• Data lines:
────
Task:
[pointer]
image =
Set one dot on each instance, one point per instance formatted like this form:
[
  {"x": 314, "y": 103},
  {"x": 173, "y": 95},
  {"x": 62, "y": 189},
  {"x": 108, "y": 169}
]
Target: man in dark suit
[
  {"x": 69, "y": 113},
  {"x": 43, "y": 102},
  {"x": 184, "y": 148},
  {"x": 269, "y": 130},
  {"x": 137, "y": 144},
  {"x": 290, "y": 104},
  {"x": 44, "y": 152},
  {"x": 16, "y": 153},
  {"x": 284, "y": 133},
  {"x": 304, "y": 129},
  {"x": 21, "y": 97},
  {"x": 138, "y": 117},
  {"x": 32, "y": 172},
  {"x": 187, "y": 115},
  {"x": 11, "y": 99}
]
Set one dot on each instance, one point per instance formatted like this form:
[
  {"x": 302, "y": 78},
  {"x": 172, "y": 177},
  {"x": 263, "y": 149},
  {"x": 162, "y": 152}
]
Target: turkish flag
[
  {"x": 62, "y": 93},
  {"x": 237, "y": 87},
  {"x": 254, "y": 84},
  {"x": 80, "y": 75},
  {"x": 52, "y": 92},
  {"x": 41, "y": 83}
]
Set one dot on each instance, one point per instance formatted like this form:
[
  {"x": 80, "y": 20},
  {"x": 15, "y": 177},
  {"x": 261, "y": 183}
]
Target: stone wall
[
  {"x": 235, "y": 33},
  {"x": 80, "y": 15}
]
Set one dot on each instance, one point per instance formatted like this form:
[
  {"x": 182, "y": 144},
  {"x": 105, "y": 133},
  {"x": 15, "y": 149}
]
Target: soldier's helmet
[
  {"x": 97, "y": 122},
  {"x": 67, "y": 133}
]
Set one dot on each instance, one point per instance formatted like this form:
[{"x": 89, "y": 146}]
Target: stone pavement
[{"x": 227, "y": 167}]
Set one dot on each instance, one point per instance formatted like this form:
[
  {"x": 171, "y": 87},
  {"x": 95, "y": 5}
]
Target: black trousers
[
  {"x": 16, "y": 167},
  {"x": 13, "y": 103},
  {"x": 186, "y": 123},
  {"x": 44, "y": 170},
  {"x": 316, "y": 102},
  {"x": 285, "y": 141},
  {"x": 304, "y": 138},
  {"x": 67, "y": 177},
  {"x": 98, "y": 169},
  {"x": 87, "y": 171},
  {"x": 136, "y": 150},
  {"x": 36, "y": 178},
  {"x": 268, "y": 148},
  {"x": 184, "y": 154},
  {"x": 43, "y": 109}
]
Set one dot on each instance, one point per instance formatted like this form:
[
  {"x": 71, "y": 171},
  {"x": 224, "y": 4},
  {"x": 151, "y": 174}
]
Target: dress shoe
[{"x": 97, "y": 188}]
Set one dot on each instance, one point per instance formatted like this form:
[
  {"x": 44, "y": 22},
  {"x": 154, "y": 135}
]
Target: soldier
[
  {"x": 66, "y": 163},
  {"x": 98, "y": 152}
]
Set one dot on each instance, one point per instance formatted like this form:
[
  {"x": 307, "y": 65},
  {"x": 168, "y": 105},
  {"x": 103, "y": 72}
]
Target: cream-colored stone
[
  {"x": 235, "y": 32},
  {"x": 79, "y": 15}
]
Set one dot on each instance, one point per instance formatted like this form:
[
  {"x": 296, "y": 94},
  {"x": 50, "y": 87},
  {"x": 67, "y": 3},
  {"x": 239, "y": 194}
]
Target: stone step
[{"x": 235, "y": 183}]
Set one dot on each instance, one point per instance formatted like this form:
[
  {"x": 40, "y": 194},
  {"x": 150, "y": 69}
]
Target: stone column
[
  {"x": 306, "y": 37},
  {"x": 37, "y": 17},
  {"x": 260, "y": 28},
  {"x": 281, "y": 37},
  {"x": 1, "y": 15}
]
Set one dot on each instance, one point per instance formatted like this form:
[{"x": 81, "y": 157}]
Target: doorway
────
• Problem to solve:
Please output the complete data exactly.

• Final result:
Task:
[pointer]
image =
Set one dot on each instance, one point per instance formatted like this form:
[
  {"x": 314, "y": 103},
  {"x": 173, "y": 95},
  {"x": 62, "y": 189},
  {"x": 108, "y": 169}
]
Target: man in dark suit
[
  {"x": 69, "y": 113},
  {"x": 43, "y": 102},
  {"x": 184, "y": 148},
  {"x": 269, "y": 130},
  {"x": 137, "y": 144},
  {"x": 290, "y": 104},
  {"x": 44, "y": 152},
  {"x": 16, "y": 153},
  {"x": 284, "y": 133},
  {"x": 304, "y": 129},
  {"x": 21, "y": 97},
  {"x": 138, "y": 117},
  {"x": 32, "y": 172},
  {"x": 187, "y": 115},
  {"x": 11, "y": 99}
]
Set one dot on each instance, one point per instance formatted like this form:
[
  {"x": 302, "y": 78},
  {"x": 172, "y": 177},
  {"x": 263, "y": 149},
  {"x": 162, "y": 152}
]
Target: turkish flag
[
  {"x": 62, "y": 93},
  {"x": 237, "y": 87},
  {"x": 254, "y": 84},
  {"x": 80, "y": 75},
  {"x": 52, "y": 92},
  {"x": 41, "y": 83}
]
Set one dot on each instance, one point per instance formatted like this form:
[
  {"x": 80, "y": 20},
  {"x": 15, "y": 177},
  {"x": 261, "y": 183}
]
Target: stone wall
[
  {"x": 235, "y": 33},
  {"x": 80, "y": 15}
]
Set one dot on each instance, one point per instance formatted like this form:
[
  {"x": 182, "y": 144},
  {"x": 105, "y": 133},
  {"x": 15, "y": 149}
]
Target: soldier's helmet
[
  {"x": 97, "y": 122},
  {"x": 67, "y": 133}
]
Set one dot on each instance, one point per instance formatted like this form:
[{"x": 89, "y": 146}]
Target: stone pavement
[{"x": 227, "y": 167}]
Set one dot on each instance, one point per instance formatted like this form:
[
  {"x": 171, "y": 87},
  {"x": 95, "y": 5}
]
Target: black trousers
[
  {"x": 16, "y": 167},
  {"x": 13, "y": 103},
  {"x": 186, "y": 123},
  {"x": 44, "y": 170},
  {"x": 316, "y": 102},
  {"x": 285, "y": 141},
  {"x": 304, "y": 138},
  {"x": 67, "y": 177},
  {"x": 98, "y": 169},
  {"x": 87, "y": 171},
  {"x": 136, "y": 150},
  {"x": 36, "y": 178},
  {"x": 268, "y": 148},
  {"x": 184, "y": 154},
  {"x": 43, "y": 109}
]
Set one dot on each instance, one point per instance formatted like this form:
[
  {"x": 71, "y": 171},
  {"x": 224, "y": 4},
  {"x": 151, "y": 174}
]
Target: dress shoe
[{"x": 97, "y": 188}]
Set one dot on each instance, one point per instance formatted like this form:
[
  {"x": 44, "y": 22},
  {"x": 154, "y": 135}
]
Target: soldier
[
  {"x": 66, "y": 163},
  {"x": 98, "y": 152}
]
Set one dot on each instance, one point per instance formatted like this form:
[
  {"x": 307, "y": 65},
  {"x": 168, "y": 105},
  {"x": 103, "y": 72}
]
Target: cream-colored stone
[
  {"x": 235, "y": 32},
  {"x": 79, "y": 15}
]
Set one dot on each instance, one point per instance formatted like this form:
[
  {"x": 296, "y": 94},
  {"x": 50, "y": 87},
  {"x": 67, "y": 3},
  {"x": 239, "y": 194}
]
Target: stone step
[{"x": 235, "y": 183}]
Set one dot on each instance, one point per instance formatted like this form:
[
  {"x": 40, "y": 194},
  {"x": 150, "y": 69}
]
Target: stone column
[
  {"x": 306, "y": 37},
  {"x": 37, "y": 17},
  {"x": 260, "y": 28},
  {"x": 281, "y": 37},
  {"x": 1, "y": 15}
]
Set one dot on each instance, one point per instance formatted like this form:
[{"x": 81, "y": 157}]
Target: doorway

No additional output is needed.